━━ Data section

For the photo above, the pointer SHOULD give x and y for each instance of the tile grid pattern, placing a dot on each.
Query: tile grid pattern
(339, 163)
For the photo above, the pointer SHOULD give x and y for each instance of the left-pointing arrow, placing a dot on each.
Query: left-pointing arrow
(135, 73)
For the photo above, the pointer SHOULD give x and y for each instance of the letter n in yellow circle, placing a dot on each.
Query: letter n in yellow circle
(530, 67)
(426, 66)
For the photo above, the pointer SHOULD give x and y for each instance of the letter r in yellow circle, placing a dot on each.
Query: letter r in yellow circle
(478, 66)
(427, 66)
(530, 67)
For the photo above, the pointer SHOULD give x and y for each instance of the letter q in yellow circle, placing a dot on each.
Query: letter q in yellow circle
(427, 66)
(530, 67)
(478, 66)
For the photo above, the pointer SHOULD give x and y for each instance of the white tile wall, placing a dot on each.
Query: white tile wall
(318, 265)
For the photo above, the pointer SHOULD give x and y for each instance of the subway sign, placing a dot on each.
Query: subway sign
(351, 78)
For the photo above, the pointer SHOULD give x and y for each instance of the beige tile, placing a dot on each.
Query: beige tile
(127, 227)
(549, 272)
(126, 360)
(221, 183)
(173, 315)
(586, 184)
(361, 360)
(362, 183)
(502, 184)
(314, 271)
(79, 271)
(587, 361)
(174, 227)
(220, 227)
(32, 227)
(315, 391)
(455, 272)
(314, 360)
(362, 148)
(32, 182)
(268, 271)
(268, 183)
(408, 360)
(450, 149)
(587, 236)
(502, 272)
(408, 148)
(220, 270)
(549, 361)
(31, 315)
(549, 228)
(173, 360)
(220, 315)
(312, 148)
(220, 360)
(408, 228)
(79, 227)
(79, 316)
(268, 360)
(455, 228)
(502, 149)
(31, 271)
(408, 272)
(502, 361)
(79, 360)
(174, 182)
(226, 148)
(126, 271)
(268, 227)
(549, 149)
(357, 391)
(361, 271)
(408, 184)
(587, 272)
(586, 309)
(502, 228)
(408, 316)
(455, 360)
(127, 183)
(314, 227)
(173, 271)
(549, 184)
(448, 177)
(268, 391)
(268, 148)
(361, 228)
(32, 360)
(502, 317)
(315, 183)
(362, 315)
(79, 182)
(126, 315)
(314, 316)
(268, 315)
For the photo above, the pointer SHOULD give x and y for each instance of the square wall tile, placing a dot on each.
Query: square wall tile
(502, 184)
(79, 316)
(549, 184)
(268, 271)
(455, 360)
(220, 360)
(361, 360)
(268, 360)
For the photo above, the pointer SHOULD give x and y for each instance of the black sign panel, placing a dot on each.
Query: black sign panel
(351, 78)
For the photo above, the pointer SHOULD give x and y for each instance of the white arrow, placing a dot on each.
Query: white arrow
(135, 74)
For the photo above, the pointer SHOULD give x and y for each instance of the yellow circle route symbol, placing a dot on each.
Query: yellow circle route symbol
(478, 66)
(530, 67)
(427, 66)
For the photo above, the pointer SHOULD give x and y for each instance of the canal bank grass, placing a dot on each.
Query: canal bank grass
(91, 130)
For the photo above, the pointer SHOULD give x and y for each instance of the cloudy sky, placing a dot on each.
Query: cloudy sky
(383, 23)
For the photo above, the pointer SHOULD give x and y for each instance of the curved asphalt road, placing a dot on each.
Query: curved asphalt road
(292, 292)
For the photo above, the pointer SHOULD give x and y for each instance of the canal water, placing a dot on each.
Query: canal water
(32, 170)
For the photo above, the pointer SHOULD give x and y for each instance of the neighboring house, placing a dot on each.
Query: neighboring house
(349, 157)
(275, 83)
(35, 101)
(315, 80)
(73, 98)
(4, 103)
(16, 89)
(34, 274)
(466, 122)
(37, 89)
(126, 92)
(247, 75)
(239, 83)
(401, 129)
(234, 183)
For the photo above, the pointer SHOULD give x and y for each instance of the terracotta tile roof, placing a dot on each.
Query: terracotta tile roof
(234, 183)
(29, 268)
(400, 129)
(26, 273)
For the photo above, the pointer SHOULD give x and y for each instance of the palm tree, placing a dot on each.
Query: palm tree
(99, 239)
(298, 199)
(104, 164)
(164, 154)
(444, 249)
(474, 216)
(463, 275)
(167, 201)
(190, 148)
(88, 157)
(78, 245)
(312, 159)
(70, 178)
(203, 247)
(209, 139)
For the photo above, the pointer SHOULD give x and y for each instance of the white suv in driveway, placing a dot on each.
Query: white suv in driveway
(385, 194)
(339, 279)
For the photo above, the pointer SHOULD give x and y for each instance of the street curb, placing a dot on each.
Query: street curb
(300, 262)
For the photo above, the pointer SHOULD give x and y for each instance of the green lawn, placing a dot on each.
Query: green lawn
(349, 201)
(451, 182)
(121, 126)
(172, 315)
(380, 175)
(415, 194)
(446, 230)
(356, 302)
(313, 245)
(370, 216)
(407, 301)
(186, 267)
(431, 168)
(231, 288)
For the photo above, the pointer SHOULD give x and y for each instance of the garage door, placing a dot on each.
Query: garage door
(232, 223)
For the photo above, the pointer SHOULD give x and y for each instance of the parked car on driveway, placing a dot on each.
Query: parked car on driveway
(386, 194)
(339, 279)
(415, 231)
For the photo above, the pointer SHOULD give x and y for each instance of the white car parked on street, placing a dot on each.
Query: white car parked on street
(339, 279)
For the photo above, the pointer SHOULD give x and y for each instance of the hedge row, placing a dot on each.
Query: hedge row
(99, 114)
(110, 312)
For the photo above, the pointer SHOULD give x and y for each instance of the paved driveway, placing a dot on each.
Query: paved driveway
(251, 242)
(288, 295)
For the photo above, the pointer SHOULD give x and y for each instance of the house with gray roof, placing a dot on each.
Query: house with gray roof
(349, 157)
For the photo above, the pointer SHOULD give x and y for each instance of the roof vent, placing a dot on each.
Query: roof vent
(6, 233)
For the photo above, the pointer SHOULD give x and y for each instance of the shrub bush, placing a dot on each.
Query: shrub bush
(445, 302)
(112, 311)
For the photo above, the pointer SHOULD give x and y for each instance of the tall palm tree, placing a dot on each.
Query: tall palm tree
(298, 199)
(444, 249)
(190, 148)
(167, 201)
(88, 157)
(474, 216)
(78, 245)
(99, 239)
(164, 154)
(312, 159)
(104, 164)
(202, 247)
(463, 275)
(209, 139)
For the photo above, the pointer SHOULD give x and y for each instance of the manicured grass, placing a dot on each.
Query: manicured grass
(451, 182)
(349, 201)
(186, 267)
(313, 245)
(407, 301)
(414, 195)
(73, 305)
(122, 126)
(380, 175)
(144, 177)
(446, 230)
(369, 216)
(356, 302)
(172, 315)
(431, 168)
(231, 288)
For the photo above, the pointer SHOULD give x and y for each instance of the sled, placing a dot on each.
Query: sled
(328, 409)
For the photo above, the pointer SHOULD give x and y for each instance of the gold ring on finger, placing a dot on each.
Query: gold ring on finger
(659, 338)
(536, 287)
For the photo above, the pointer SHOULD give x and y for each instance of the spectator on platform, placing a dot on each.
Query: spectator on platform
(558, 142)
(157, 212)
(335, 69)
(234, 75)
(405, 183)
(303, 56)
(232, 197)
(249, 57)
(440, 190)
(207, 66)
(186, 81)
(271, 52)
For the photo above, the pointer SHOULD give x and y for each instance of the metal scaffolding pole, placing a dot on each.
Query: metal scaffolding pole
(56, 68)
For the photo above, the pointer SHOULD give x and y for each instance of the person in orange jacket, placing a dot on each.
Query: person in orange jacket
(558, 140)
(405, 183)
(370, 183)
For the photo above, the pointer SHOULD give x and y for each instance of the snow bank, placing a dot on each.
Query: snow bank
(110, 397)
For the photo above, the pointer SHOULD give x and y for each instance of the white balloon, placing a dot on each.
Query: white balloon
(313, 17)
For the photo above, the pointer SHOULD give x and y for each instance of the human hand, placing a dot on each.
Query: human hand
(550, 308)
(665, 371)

━━━━

Only the lines from the beginning of the material through the line with "left-pointing arrow, placing a dot on each." should appear in the answer, each copied exactly.

For the photo above, the pointer SHOULD give x and y for each instance of the tile grid pattern, placing a dot on each.
Query: tile grid pattern
(339, 163)
For the photo above, the pointer SHOULD give x and y for each instance of the left-pointing arrow, placing a dot on each.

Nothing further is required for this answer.